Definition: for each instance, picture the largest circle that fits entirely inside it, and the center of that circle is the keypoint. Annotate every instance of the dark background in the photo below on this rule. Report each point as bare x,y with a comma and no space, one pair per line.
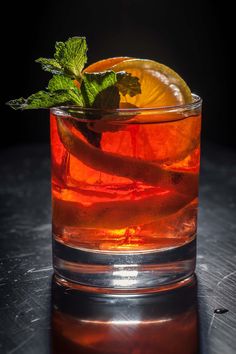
190,37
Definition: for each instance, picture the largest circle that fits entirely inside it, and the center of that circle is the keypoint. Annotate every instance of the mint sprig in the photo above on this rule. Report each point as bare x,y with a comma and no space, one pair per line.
71,86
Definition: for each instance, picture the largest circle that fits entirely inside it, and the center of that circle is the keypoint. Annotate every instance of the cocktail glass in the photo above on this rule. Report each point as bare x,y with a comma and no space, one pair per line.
125,195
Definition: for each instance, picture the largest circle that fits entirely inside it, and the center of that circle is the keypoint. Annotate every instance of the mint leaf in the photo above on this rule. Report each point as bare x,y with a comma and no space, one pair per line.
71,55
50,65
62,83
99,90
128,84
58,83
41,99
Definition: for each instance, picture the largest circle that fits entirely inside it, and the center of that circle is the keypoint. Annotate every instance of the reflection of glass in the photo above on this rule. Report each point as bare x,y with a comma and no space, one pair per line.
163,322
124,190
---
Exercise aim =>
Reproduce every record above exactly, omitting the pictures.

Answer =>
Definition: for each instance, picture the largest circle that fits entirely inside it, and the center of that circle is the keypoint. Annotate every instance of the dark background in the photo below on this rule. Report each point as bare x,y with a comma and no space, one pair per line.
190,37
Definition: for each instance, picture the largest circle that fits entirely inside it, and the center of that circle is the keypoint. Annotate every instance of the mint sprig in the photo above on this rule. Report each point as bare x,y with a comma and no space, one pair per line.
71,86
Definition: for each instance, picture the largest circle that fits entirely inside it, and the center of that circle is the keypoint. Annotate every instance of the cocktail glass in the photo above on this rule. Report each point as bare x,y with a comma and no space, one pair per line.
125,195
Definition: for each instance, picture the largest circle that fits entirely inside it, and the center of that circle is the keypoint. Annotate every instance of the mint leaf in the photo above on this rule. Report each point as bare x,y with a comma and no space, one pair per line.
71,55
50,65
62,83
99,90
128,84
58,83
41,99
Definition: for each instance, picture the largest circle that fits entirely inside it, and the center of that circle is the keypoint. Annotate every instance of the reflection of glass in the photo above on this rule. Report each point as bare x,y with a comma and no space, one pair per line.
163,322
124,190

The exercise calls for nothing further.